**Instructions for the task:**
Answer these questions from the Parkinson's disease news item below:
1. Which journal reports on the laboratory model of Parkinson's?
2. After what age are most cases diagnosed?
3. Which two areas of the body outside the brain have been linked to the early stages of Parkinson's?

*** Document passage Section Begins ***

Online and in the news: Parkinson's disease

Muhammad Ali

INSIDE LOOK: Tens of millions are invested into Parkinson’s disease research every year but we still don’t know where it starts. 

But according to the Journal of Experimental Medicine, a laboratory model of Parkinson’s — which the late Muhammad Ali (right) battled for many years — is giving scientists an inside look at what happens in the brain years before motor symptoms appear. 

Specifically, it demonstrates how abnormal alpha-synuclein proteins gradually spread from an area of the brain implicated in the early stages of the disease to other regions of the brain ultimately damaged by the disease.

Most cases are diagnosed after age 60 and by the time symptoms appear, more than half of the brain cells that produce dopamine, a chemical messenger needed for voluntary movement, have died. 

In recent years, scientists have found links to the early stages of Parkinson’s in other areas of the body, namely the gut and the nose.

*** Document passage Section Ends ***
*** Material supplied Section Begins ***

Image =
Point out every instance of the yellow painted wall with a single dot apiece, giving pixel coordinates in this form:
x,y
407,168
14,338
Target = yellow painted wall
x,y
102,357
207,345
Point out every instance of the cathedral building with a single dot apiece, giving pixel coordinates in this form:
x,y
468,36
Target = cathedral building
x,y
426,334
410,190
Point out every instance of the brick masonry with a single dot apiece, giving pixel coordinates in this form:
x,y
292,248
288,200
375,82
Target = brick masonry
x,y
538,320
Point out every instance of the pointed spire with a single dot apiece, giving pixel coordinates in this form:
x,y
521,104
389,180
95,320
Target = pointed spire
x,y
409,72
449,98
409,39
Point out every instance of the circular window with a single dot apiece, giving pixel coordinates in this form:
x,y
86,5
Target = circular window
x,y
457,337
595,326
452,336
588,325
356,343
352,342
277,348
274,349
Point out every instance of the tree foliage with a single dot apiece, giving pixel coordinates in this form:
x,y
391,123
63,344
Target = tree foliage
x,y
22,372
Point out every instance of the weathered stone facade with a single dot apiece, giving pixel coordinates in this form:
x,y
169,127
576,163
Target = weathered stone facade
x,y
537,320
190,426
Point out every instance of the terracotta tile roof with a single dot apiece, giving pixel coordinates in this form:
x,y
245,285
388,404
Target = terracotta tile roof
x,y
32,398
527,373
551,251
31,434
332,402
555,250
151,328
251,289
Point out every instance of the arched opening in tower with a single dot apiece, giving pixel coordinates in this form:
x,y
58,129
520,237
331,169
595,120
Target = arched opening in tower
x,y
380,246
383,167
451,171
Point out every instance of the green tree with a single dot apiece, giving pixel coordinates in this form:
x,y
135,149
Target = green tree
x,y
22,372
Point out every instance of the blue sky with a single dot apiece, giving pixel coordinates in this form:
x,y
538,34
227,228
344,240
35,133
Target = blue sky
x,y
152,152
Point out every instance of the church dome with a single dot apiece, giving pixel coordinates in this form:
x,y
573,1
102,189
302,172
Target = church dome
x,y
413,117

*** Material supplied Section Ends ***

**Solution to the exercise:**
1. The Journal of Experimental Medicine
2. Age 60
3. The gut and the nose